Faculty Journal Articles and Book Chapters

ORCID (Links to author’s additional scholarship at ORCID.org)

Carla L. Reyes: https://orcid.org/0000-0002-2448-8309

Abstract

The current discussions around algorithms, legal ethics, and expanding legal access through technological tools gravitate around two themes: (1) protection of the integrity of the legal profession and (2) a desire to ensure greater access to legal services. The hype cycle often pits the desire to protect the integrity of the legal profession against the ability to use algorithms to provide greater access to legal services, as though they are mutually exclusive. In reality, the arguments around protecting the profession from the threats posed by algorithms represent an over-fit in relation to what algorithms can actually achieve, while the visions of employing algorithms for access to justice initiatives represent an under- fit in relation to what algorithms could provide. A lack of precision about algorithms results in blunt protections of professional integrity leaving little room for the potential benefits of algorithmic tools. In other words, this incongruence persists because of imprecise understandings and unrealistic characterizations of the algorithmic technologies and how they fit within the broader technology of law itself. This Article provides an initial set of tools for empowering lawyers with a better understanding of, and critical engagement with, algorithms.

*Stored data*:
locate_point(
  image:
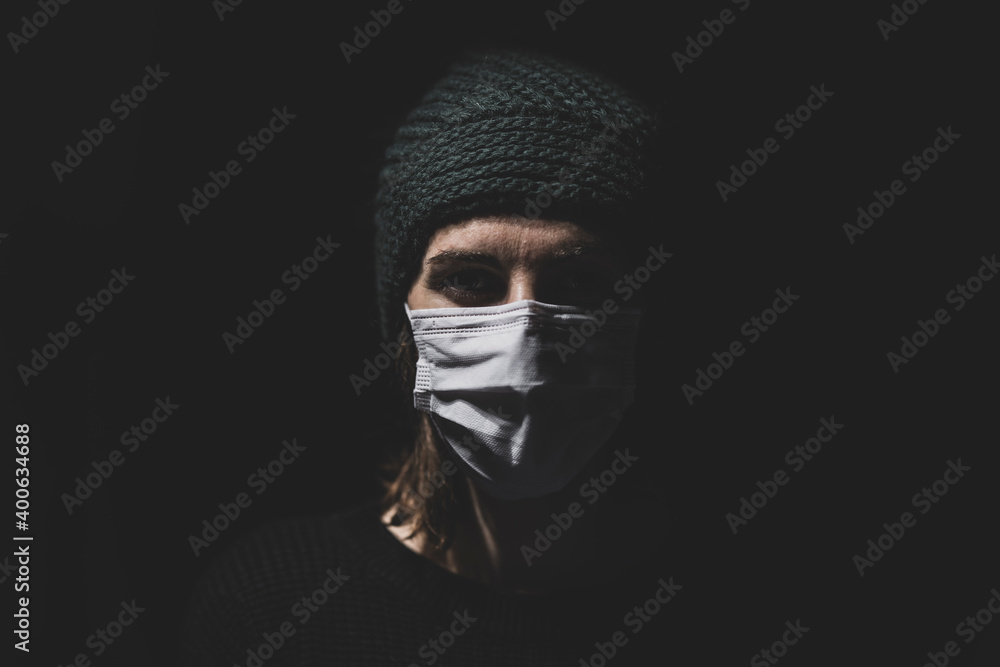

*Requirements*:
(a) Turn the paragraph of the abstract on algorithms and legal ethics that opens "The current discussions around algorithms" into a short bulleted list that keeps its main points.
(b) Resume the abstract on algorithms and legal ethics right after its final sentence.
The listing has nothing to do with what you're asked to do here.

*Expected responses*:
(a)
- Talk about algorithms, legal ethics, and wider legal access centers on two themes: protecting the integrity of the legal profession and giving more people access to legal services.
- The hype cycle often treats these two goals as if they can't coexist.
- Fears about algorithms threatening the profession overstate what algorithms can actually do.
- Hopes of using algorithms for access to justice understate what they could offer.
- Vague ideas about algorithms lead to blunt protections of the profession that leave little room for their benefits.
- This mismatch lasts because of imprecise understandings and unrealistic portrayals of algorithms and of how they fit within law itself.
- The Article offers a first set of tools to help lawyers understand algorithms better and engage with them critically.

(b)
With the goal of encouraging a more nuanced discussion around the ethical dimensions of using algorithms in legal technology—a discussion that better fits technological reality—the Article argues for lawyers and non-technologists to shift away from evaluating legal technology through a lens of mere algorithms— as though they can be evaluated outside of a specific context—to a focus on understanding algorithmic systems as technology created, manipulated, and used in a particular context. To make this argument, this Article first reviews the current use of algorithms in legal settings, both criminal and civil, reviewing the related literature and regulatory responses. This Article then uses the shortcomings of legal technology lamented by the current literature and the related regulatory responses to demonstrate the importance of shifting our collective paradigm from a consideration of law and algorithms to law and algorithmic systems. Finally, this Article offers a framework for use in assessing algorithmic systems and applies the framework to algorithmic systems employed in the legal context to demonstrate its usefulness in accurately separating true tensions from those that merely reverberate through the hype cycle. In using the framework to reveal areas at the intersection of law and algorithms truly most ripe for progress, this Article concludes with a call to action for more careful design of both legal systems and algorithmic ones.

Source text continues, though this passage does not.